Request: Print the data that follows exactly.

--- START ---

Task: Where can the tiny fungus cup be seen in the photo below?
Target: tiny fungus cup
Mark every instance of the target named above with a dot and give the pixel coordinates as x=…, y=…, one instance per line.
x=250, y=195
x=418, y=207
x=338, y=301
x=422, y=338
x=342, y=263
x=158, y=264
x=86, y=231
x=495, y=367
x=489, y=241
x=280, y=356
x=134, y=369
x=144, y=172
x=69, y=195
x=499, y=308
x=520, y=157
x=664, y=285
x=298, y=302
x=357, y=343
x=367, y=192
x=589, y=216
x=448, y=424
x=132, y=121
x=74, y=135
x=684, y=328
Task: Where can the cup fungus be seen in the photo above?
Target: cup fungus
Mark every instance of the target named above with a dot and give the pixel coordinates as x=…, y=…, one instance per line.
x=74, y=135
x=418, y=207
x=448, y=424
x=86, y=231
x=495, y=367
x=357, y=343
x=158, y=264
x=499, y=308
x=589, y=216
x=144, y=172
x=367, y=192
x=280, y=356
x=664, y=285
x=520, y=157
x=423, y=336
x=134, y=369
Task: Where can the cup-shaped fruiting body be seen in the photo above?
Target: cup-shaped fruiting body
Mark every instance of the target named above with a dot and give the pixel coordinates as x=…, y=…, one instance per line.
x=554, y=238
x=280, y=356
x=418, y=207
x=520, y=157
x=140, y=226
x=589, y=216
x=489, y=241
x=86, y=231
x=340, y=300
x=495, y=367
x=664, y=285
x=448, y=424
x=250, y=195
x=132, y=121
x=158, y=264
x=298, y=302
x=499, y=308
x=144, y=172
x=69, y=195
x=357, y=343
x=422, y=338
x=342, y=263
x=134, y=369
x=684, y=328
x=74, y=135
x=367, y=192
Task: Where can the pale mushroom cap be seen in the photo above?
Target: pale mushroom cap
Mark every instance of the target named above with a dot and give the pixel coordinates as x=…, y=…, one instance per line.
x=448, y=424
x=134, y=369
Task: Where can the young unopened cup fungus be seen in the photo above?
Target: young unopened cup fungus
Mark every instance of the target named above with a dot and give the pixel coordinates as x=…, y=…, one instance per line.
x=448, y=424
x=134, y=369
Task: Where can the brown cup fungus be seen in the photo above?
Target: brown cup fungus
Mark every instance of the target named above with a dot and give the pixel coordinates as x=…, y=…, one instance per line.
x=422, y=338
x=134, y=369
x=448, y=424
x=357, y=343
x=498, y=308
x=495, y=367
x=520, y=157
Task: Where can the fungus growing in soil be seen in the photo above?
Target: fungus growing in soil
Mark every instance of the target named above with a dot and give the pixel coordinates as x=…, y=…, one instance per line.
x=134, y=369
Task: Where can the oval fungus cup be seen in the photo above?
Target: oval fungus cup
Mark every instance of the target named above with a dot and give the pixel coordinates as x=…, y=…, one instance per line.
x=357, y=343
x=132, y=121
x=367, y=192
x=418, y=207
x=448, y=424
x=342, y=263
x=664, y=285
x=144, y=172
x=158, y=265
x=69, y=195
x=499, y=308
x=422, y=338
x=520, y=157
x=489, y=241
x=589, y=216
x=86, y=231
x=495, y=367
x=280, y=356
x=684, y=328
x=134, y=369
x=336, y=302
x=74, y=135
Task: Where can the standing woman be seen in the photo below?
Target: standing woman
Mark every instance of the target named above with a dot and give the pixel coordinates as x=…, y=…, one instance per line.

--- END ---

Output for this task:
Task: Where can the tiny fungus cup be seen in the photo below?
Target: tiny fungus cup
Mark every instance of the target named above with a dot and give the pixel coordinates as x=…, y=…, one instance per line.
x=250, y=195
x=418, y=207
x=338, y=301
x=422, y=338
x=342, y=263
x=158, y=264
x=86, y=231
x=495, y=367
x=489, y=241
x=280, y=356
x=134, y=369
x=144, y=172
x=69, y=195
x=499, y=308
x=520, y=157
x=664, y=285
x=298, y=302
x=357, y=343
x=367, y=192
x=589, y=216
x=448, y=424
x=132, y=121
x=74, y=135
x=684, y=328
Task: Where can the cup fungus be seen in the photo above?
Target: cup fungus
Mark every instance of the target named above with a dot and give the pixel coordinates as x=…, y=…, one instance per line.
x=74, y=135
x=418, y=207
x=448, y=424
x=86, y=231
x=495, y=367
x=357, y=343
x=158, y=264
x=499, y=308
x=589, y=216
x=144, y=172
x=367, y=192
x=280, y=356
x=664, y=285
x=520, y=157
x=423, y=336
x=134, y=369
Task: Where can the cup-shaped fruiting body be seen in the photo above?
Target: cup-shaped fruiting body
Mark every instance of the target named above with a dot and give the pixel coordinates as x=…, y=…, one instance per line.
x=554, y=238
x=280, y=356
x=418, y=207
x=520, y=157
x=140, y=226
x=589, y=216
x=489, y=241
x=86, y=231
x=340, y=300
x=495, y=367
x=664, y=285
x=448, y=424
x=250, y=195
x=132, y=121
x=158, y=264
x=298, y=302
x=499, y=308
x=144, y=172
x=69, y=195
x=357, y=343
x=422, y=338
x=342, y=263
x=134, y=369
x=684, y=328
x=74, y=135
x=367, y=192
Task: Where can the pale mushroom cap be seen in the photo above?
Target: pale mushroom cap
Mark every instance of the target named above with a dot and give the pixel coordinates as x=…, y=…, one instance per line.
x=448, y=424
x=134, y=369
Task: Where can the young unopened cup fungus be seen in the photo above?
Target: young unopened cup fungus
Mark every instance of the target named above with a dot and give the pixel coordinates as x=…, y=…, one instance per line.
x=448, y=424
x=134, y=369
Task: Where can the brown cup fungus be seen in the photo above?
Target: brown cup fungus
Mark every instance of the target named above with a dot and give the pixel coordinates as x=…, y=…, one instance per line.
x=422, y=338
x=134, y=369
x=448, y=424
x=357, y=343
x=498, y=308
x=495, y=367
x=520, y=157
Task: Where can the fungus growing in soil be seen in the photo above?
Target: fungus growing in soil
Mark every instance of the target named above with a dot and give the pixel coordinates as x=…, y=…, one instance per line.
x=134, y=369
Task: Where can the oval fungus cup be seen in the photo above?
Target: oval fungus cup
Mark every instance of the target named above with a dot and give the pixel coordinates as x=…, y=…, one instance per line.
x=357, y=343
x=132, y=121
x=367, y=192
x=418, y=207
x=448, y=424
x=342, y=263
x=664, y=285
x=144, y=172
x=158, y=265
x=69, y=195
x=499, y=308
x=422, y=338
x=520, y=157
x=489, y=241
x=589, y=216
x=86, y=231
x=495, y=367
x=280, y=356
x=684, y=328
x=134, y=369
x=336, y=302
x=74, y=135
Task: Where can the standing woman be seen in the photo below?
Target: standing woman
Mark every instance of the target named above with a dot and give the pixel coordinates as x=…, y=…, one instance per line.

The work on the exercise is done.